▶ **INPUT DATA**
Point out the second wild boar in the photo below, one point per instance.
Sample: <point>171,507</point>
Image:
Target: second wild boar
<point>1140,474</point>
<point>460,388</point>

▶ **EXERCISE DESCRIPTION**
Rewrite the records above, replacing "wild boar" with "red deer" wherever it occurs and leaving everything else unchanged.

▶ **SOLUTION TO THE EXERCISE**
Point out the second red deer in the photo below, one point per instance.
Sample: <point>171,507</point>
Image:
Target: second red deer
<point>1140,474</point>
<point>460,388</point>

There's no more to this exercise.